## Excerpts from a detection dataset
* START *

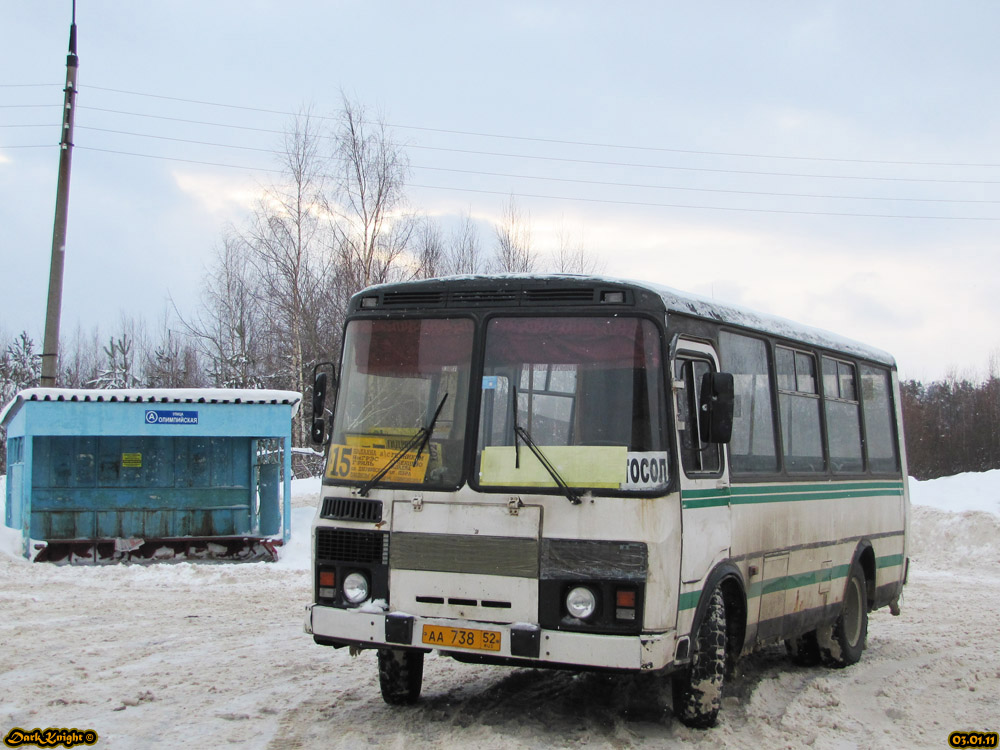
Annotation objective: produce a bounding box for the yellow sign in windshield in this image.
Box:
[326,438,430,483]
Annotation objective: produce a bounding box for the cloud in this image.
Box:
[172,170,261,219]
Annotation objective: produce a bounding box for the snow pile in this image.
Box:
[910,469,1000,516]
[910,470,1000,571]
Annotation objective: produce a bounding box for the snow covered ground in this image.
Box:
[0,472,1000,750]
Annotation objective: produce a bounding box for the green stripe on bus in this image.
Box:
[677,589,701,609]
[875,555,903,568]
[677,555,903,610]
[682,482,903,510]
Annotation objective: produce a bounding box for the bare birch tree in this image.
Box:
[414,219,448,279]
[553,218,608,275]
[445,211,486,274]
[334,96,417,294]
[491,195,537,273]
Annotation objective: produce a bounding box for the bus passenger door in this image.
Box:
[672,339,730,583]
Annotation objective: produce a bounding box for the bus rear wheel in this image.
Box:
[378,648,424,706]
[673,589,727,729]
[816,561,868,668]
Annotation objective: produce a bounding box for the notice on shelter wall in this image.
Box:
[146,409,198,424]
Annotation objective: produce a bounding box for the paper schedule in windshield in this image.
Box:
[326,435,426,483]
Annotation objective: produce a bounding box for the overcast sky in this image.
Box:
[0,0,1000,379]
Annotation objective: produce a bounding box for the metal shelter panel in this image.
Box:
[2,389,301,554]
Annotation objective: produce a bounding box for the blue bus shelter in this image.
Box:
[0,388,301,562]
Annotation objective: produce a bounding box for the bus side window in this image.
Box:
[675,359,722,474]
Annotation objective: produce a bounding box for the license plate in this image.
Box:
[421,625,500,651]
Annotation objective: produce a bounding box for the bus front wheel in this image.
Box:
[378,648,424,706]
[672,589,727,729]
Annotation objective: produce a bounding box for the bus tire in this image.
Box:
[785,630,823,667]
[378,648,424,706]
[672,588,727,729]
[816,560,868,669]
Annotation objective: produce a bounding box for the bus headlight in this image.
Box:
[566,586,597,620]
[342,572,371,604]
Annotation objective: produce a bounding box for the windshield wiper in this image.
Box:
[358,392,448,497]
[510,385,580,505]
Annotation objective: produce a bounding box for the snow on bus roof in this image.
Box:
[0,388,302,424]
[356,273,896,367]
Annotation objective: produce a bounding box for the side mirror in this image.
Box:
[699,372,736,443]
[309,362,336,445]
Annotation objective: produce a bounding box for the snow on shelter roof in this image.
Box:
[0,388,302,425]
[355,273,896,367]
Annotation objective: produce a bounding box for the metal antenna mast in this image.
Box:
[41,0,79,388]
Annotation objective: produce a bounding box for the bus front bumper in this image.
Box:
[305,604,675,671]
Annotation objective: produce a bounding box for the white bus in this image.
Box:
[306,275,909,727]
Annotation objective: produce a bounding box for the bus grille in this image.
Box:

* END *

## Directive
Rewrite all of the records above, replacing "Annotation objective" with "Labeling goal" and leaving everything else unchanged. Omit the pictures from your answer.

## Full output
Labeling goal: produce a bounding box for the yellow sign in windshield in this image.
Box:
[326,438,430,483]
Labeling goal: produce a bounding box for the cloud in this image.
Box:
[172,170,261,219]
Labeling goal: produce a bounding box for the snow pile in this image.
Box:
[910,469,1000,516]
[910,470,1000,571]
Labeling goal: produce a bounding box for the snow covered ground in this image.
Box:
[0,472,1000,750]
Labeling goal: produce a bounding box for the green stripe on bus in this image.
Box:
[677,589,701,609]
[875,555,903,568]
[677,555,903,610]
[682,482,903,510]
Labeling goal: produce a bounding box for the bare birch tree in this image.
Box:
[414,219,448,279]
[553,218,608,275]
[445,211,486,274]
[334,96,417,294]
[491,195,537,273]
Labeling goal: produce a bounding box for the bus passenger door in this image.
Box:
[672,339,730,583]
Labeling goal: produce a bounding box for the bus rear wheel in this image.
Box:
[378,648,424,706]
[673,589,727,729]
[816,561,868,668]
Labeling goal: produce a bounding box for the notice on shelter wall in this image.
Box:
[146,409,198,424]
Labeling goal: produce a bounding box for the paper schedule in windshield in this image.
Box:
[326,435,426,483]
Labeling goal: produce a bounding box for the overcast sky in this image.
Box:
[0,0,1000,379]
Labeling goal: produce a bounding box for the metal shelter panel in this image.
Box:
[2,389,301,554]
Labeling goal: produce a bounding box for the blue bus shelter in this image.
Box:
[0,388,301,562]
Labeling goal: produce a bounding box for the bus side window in this image.
Box:
[675,359,722,474]
Labeling goal: produce a bounding box for the license plate in this image.
Box:
[421,625,500,651]
Labeling goal: produce a bounding box for the bus front wheel in this image.
Box:
[378,648,424,706]
[672,589,727,729]
Labeling goal: produce a bounding box for the bus tire in this image.
Box:
[785,630,823,667]
[378,648,424,706]
[672,588,727,729]
[816,560,868,669]
Labeling goal: produce a bounding box for the bus headlight in this image.
Box:
[566,586,597,620]
[342,572,371,604]
Labeling goal: produce a bounding box for the windshield wiper in this image.
Box:
[358,392,448,497]
[510,385,580,505]
Labeling goal: produce a bounding box for the snow on bus roof in this image.
Box:
[0,388,302,424]
[356,273,896,367]
Labeling goal: produce a bounding box for the side mirror in this image.
Box:
[699,372,736,443]
[309,362,336,445]
Labeling goal: produce a bounding box for the snow on shelter roof in this image.
Box:
[0,388,302,425]
[355,273,896,367]
Labeling goal: produce a bounding box for the metal antenna mast in this image.
Box:
[41,0,79,388]
Labeling goal: produce a bounding box for the bus front bumper in this image.
Box:
[305,604,675,671]
Labeling goal: produce a bounding box for the white bus in this image.
Box:
[306,275,909,727]
Labeling goal: produce a bounding box for the bus grille in this image.
Box:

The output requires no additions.